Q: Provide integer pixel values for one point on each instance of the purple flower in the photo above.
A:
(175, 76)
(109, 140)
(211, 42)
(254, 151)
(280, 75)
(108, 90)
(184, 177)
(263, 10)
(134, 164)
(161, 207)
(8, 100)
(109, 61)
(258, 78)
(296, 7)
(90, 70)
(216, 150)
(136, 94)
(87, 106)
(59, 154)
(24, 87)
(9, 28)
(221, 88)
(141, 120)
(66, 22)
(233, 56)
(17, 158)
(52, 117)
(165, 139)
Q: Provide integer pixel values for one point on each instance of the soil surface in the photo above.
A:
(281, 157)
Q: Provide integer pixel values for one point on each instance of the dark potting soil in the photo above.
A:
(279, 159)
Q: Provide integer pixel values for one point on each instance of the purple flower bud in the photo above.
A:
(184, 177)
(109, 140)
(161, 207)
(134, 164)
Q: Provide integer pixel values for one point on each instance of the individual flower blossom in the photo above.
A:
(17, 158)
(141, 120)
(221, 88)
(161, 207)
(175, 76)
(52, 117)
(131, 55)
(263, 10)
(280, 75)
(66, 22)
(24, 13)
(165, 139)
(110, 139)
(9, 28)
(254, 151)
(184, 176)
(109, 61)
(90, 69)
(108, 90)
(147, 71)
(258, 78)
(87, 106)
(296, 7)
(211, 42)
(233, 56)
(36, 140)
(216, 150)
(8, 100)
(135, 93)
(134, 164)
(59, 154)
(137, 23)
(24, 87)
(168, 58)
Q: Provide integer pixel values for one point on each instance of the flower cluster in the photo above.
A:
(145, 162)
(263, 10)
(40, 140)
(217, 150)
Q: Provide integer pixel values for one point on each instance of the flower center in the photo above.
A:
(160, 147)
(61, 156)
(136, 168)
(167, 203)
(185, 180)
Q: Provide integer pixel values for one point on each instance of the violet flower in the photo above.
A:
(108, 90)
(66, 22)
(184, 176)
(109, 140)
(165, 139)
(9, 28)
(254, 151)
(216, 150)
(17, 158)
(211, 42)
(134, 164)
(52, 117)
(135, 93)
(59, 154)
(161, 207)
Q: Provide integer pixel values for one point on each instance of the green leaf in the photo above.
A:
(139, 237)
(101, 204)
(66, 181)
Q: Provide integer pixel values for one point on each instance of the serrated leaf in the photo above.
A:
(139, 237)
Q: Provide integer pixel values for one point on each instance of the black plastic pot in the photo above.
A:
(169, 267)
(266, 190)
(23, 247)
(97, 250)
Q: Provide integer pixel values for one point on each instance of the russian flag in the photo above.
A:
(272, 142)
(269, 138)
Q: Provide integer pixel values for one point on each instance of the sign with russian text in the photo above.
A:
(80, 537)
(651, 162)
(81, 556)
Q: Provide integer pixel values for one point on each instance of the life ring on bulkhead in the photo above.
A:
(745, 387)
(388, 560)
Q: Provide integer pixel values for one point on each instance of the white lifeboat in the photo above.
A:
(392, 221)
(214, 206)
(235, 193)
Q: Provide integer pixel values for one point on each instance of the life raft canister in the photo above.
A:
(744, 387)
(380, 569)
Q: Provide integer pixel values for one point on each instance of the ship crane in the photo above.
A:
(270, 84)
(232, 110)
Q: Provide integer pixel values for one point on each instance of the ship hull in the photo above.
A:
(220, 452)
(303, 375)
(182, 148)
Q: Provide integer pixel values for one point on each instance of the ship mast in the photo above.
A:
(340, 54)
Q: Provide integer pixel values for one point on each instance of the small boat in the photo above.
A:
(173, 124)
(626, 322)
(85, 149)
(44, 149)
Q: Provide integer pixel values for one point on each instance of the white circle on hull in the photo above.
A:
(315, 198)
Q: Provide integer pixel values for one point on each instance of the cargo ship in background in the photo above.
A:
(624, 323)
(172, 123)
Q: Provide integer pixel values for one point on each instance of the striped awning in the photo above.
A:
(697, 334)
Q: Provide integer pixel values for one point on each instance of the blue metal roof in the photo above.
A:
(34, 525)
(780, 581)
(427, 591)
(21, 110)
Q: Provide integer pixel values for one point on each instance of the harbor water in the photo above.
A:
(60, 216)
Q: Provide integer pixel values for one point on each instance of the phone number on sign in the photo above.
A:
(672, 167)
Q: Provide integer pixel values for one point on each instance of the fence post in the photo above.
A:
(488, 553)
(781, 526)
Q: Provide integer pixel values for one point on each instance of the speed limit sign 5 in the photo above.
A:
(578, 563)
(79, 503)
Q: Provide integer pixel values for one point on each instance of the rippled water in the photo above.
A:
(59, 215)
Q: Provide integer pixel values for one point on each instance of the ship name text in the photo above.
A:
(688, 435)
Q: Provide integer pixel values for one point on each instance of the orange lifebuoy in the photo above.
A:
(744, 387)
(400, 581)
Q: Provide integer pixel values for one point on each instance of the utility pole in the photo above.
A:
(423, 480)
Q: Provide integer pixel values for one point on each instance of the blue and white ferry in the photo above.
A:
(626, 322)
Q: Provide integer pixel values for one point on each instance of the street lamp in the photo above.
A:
========
Rewrite every one of the records above, swapping "integer pixel values" for "whole-number pixel coordinates" each time it appears and keeping everything else the same.

| The answer |
Q: Provide whole-number pixel coordinates for one point on each instance of the purple flower in the photo above.
A:
(175, 76)
(109, 140)
(211, 42)
(254, 151)
(280, 75)
(108, 90)
(184, 177)
(263, 10)
(134, 164)
(161, 207)
(8, 100)
(109, 61)
(258, 78)
(296, 7)
(90, 70)
(216, 150)
(136, 94)
(87, 106)
(59, 154)
(24, 87)
(9, 28)
(221, 88)
(141, 120)
(66, 22)
(233, 56)
(17, 158)
(52, 117)
(165, 139)
Q: Provide whole-number pixel coordinates for one point on each instance of the soil surface in the photo above.
A:
(281, 157)
Q: Provide whole-number pixel coordinates for one point on each instance of the dark potting soil in the photo above.
A:
(279, 159)
Q: Provide whole-number pixel coordinates for one point on each instance of the purple flower bud in the photo above.
A:
(184, 177)
(109, 140)
(161, 207)
(134, 164)
Q: Provide whole-number pixel coordinates for one point on each instance of the individual flower blossom in the photo above.
A:
(17, 158)
(141, 120)
(221, 88)
(161, 207)
(175, 76)
(52, 117)
(131, 55)
(263, 10)
(280, 75)
(66, 22)
(24, 13)
(165, 139)
(110, 139)
(9, 28)
(254, 151)
(184, 176)
(109, 61)
(90, 69)
(108, 90)
(147, 71)
(258, 78)
(87, 106)
(296, 7)
(211, 42)
(233, 56)
(36, 140)
(216, 150)
(8, 100)
(135, 93)
(134, 164)
(59, 154)
(137, 23)
(24, 87)
(168, 58)
Q: Provide whole-number pixel coordinates for one point on each instance of the flower cluster in the photo above.
A:
(145, 162)
(263, 10)
(40, 140)
(217, 150)
Q: Provide whole-number pixel coordinates for one point on each instance of the flower center in the photo above.
A:
(160, 147)
(61, 156)
(136, 168)
(167, 203)
(185, 180)
Q: Provide whole-number pixel coordinates for one point on each instance of the violet flower in the photo above.
A:
(108, 90)
(66, 22)
(184, 176)
(109, 140)
(165, 139)
(9, 28)
(254, 151)
(216, 150)
(17, 158)
(211, 42)
(134, 164)
(52, 117)
(135, 93)
(59, 154)
(161, 207)
Q: Provide whole-number pixel coordinates for one point on each instance of the green leaf in the photo above.
A:
(139, 237)
(101, 204)
(66, 181)
Q: Provide whole-number pixel coordinates for one point on each instance of the serrated leaf in the photo above.
A:
(139, 237)
Q: Provide whole-number pixel coordinates for one point on each instance of the black plastic pot in the photo above.
A:
(169, 267)
(266, 190)
(23, 247)
(97, 250)
Q: Provide whole-number pixel coordinates for one point on each instance of the russian flag in the photo above.
A:
(272, 142)
(269, 138)
Q: Provide whole-number pixel coordinates for one point on each instance of the sign with russian text in the photo above.
A:
(80, 537)
(651, 162)
(81, 556)
Q: Provide whole-number pixel coordinates for one point on each instance of the life ring on bulkhead in the photo above.
A:
(745, 387)
(388, 560)
Q: Provide whole-number pixel coordinates for one point on each instance of the white lifeboat in the photo above.
A:
(392, 221)
(214, 206)
(235, 193)
Q: Provide whole-number pixel coordinates for one point on each instance of the life raft canister in the photo above.
A:
(744, 387)
(380, 569)
Q: Provide whole-number pixel coordinates for one point on each instance of the ship crane in the photo above.
A:
(270, 84)
(232, 110)
Q: Provide whole-number pixel coordinates for one point on each instance of the ship hull in the photo above.
A:
(220, 452)
(303, 375)
(182, 148)
Q: Provide whole-number pixel coordinates for one point on each instance of the ship mast in the photo above.
A:
(340, 54)
Q: Provide whole-number pixel coordinates for one point on each instance of the small boat in the photo above.
A:
(173, 124)
(626, 322)
(85, 149)
(44, 149)
Q: Provide whole-number pixel coordinates for one point on each instance of the white circle on hull in the photo above.
A:
(315, 198)
Q: Provide whole-number pixel coordinates for one point on each instance of the cargo ship in background in the photo above.
A:
(624, 323)
(172, 123)
Q: Provide whole-number pixel coordinates for one point on each instance of the striped awning in the photo above.
A:
(697, 334)
Q: Provide whole-number pixel coordinates for one point on each instance of the blue metal roof in the photo above.
A:
(34, 525)
(780, 581)
(427, 591)
(21, 110)
Q: Provide whole-number pixel coordinates for one point on each instance of the harbor water in the photo above.
A:
(60, 216)
Q: Provide whole-number pixel coordinates for one point on each instance of the phone number on sign in the photo above.
A:
(672, 167)
Q: Provide whole-number pixel coordinates for one point on each instance of the fence post in the photo above.
A:
(488, 553)
(781, 526)
Q: Provide whole-number pixel coordinates for one point on each instance of the speed limit sign 5 in the photo above.
A:
(578, 563)
(79, 503)
Q: Provide whole-number pixel coordinates for one point on each instance of the rippled water in the photo above.
A:
(59, 215)
Q: Provide whole-number pixel coordinates for one point on each instance of the ship name text in the photo above.
A:
(688, 435)
Q: Provide whole-number pixel coordinates for one point on each instance of the orange lifebuoy in the photo above.
A:
(744, 387)
(400, 581)
Q: Provide whole-number pixel coordinates for one point on each instance of the utility pole in the photo above.
A:
(423, 480)
Q: Provide whole-number pixel coordinates for one point on each instance of the blue and white ferry in the photo above.
A:
(626, 322)
Q: Provide whole-number pixel coordinates for one point on each instance of the street lamp in the photo above.
A:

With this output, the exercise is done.